• INSTRUCTIONS FOR THE TASK: Rewrite the material below with every "component" changed to "system", leaving everything else unchanged.

[BEGIN RECORDED INFORMATION]

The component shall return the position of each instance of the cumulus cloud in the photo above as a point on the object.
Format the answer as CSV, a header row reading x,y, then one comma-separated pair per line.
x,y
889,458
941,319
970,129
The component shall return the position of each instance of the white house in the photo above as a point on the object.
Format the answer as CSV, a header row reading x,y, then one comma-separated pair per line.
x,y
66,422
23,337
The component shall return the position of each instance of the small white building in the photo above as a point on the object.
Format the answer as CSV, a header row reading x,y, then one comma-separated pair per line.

[END RECORDED INFORMATION]

• CORRECT ANSWER:
The system shall return the position of each instance of the cumulus cloud in the photo above as a point on the object.
Format the answer as CSV, a header row reading x,y, then one comma-separated pair per line.
x,y
889,458
941,319
970,129
The system shall return the position of each instance of the white house in the photo above as a point on the object.
Format the answer as CSV, a header row reading x,y, then one comma-separated pair per line.
x,y
66,422
23,337
The system shall return the position of each instance of the small white building in the photo above as a point on the object.
Format the answer as CSV, a header row reading x,y, then one comma-separated pair per line.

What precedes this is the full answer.